-- BEGIN --
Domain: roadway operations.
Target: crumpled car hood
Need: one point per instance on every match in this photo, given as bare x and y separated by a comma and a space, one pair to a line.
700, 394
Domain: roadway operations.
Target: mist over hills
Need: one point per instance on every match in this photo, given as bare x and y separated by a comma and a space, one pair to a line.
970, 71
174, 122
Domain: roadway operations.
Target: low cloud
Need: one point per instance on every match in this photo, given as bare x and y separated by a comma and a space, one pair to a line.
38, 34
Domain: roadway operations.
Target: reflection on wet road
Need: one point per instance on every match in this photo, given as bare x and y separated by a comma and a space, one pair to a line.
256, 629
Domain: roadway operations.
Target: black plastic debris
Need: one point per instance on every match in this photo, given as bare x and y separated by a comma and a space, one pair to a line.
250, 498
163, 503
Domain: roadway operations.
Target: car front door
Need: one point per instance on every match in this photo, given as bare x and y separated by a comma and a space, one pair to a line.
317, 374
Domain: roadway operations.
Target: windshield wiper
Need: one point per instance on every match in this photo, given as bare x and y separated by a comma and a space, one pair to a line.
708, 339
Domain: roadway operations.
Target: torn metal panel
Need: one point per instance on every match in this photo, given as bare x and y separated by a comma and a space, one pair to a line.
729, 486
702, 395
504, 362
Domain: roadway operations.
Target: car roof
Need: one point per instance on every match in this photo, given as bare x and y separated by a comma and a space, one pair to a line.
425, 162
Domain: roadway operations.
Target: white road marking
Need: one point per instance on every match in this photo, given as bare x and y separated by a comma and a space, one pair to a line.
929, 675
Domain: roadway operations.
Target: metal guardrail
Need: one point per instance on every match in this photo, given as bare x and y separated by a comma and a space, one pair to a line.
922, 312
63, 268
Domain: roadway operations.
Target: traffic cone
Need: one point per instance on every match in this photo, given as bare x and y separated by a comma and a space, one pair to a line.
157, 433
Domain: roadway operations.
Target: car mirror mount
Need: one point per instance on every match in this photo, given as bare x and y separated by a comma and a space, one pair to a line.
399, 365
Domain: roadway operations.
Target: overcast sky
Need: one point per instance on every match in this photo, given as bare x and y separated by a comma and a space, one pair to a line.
-- END --
## TASK TO COMPLETE
Give all of the entries again, word for word.

## EXERCISE ANSWER
Domain: roadway operations.
Target: crumpled car hood
Need: one point per instance on every match in this photo, given as bare x and y separated by a comma and a space, one pair to a line.
700, 394
Domain: roadway operations.
Target: mist over hills
Need: one point per instance on every match in this photo, given as bare x and y separated by a comma and a space, one pair to a line.
970, 71
174, 122
Domain: roadway operations.
Target: low cloud
Need: one point per instance on every match in this photo, given as bare x and y separated by a comma and a space, one pair to a line.
38, 34
Domain: roadway operations.
Target: reflection on wet road
Need: one point per instance on every match in this photo, given as bare x and y separated by a comma and a space, one pair to a line.
256, 629
Domain: roadway operations.
Target: black plastic debris
Need: one point per instance on every match in this photo, given as bare x and y separated by a comma and a space, one pair to a line.
250, 498
163, 503
Domain: roadway operations.
Target: car front door
Need: one point per instance on every match in this photo, given as bare x and y separated by a comma and a space, one pair to a line.
317, 374
Domain: roadway operations.
Target: windshield wiper
Need: one point per instance on every match in this photo, given as bare x and y separated by a comma and a space, one pair to a line.
708, 339
Domain: roadway operations.
Target: torn metal panel
Need: one point per instance on every match in this photo, given as bare x and y separated by a comma and a space, one pair to a line.
729, 486
702, 395
504, 362
Domain: roadway operations.
Target: car roof
Need: one point per instance on every match in this photo, given as bare x and y separated by a comma and a space, one pair to a line.
425, 162
Domain: roadway operations.
Target: white road marking
Need: one point per instance on every match in this photo, given as bare x and y separated by a comma and a space, one pair to a line.
929, 675
Domain: roadway operations.
Target: metal guardrail
Need: one point per instance on every match in this photo, given as bare x and y separated by a comma and a space, one pair to a line.
922, 312
63, 268
Domain: roadway operations.
Target: traffic cone
Need: one point per instance on every match in this photo, given as bare x and y separated by a comma and a space, one pair to a line.
157, 433
Domain: roadway operations.
Target: car mirror mount
Need: one point per instance on every match in this photo, given as bare x and y separated by a comma and a space, one pair to a line.
399, 365
Domain: roadway operations.
Target: overcast sky
Need: one point per instance on every match in this photo, given as bare x and y separated by a comma and a space, one pair to a line.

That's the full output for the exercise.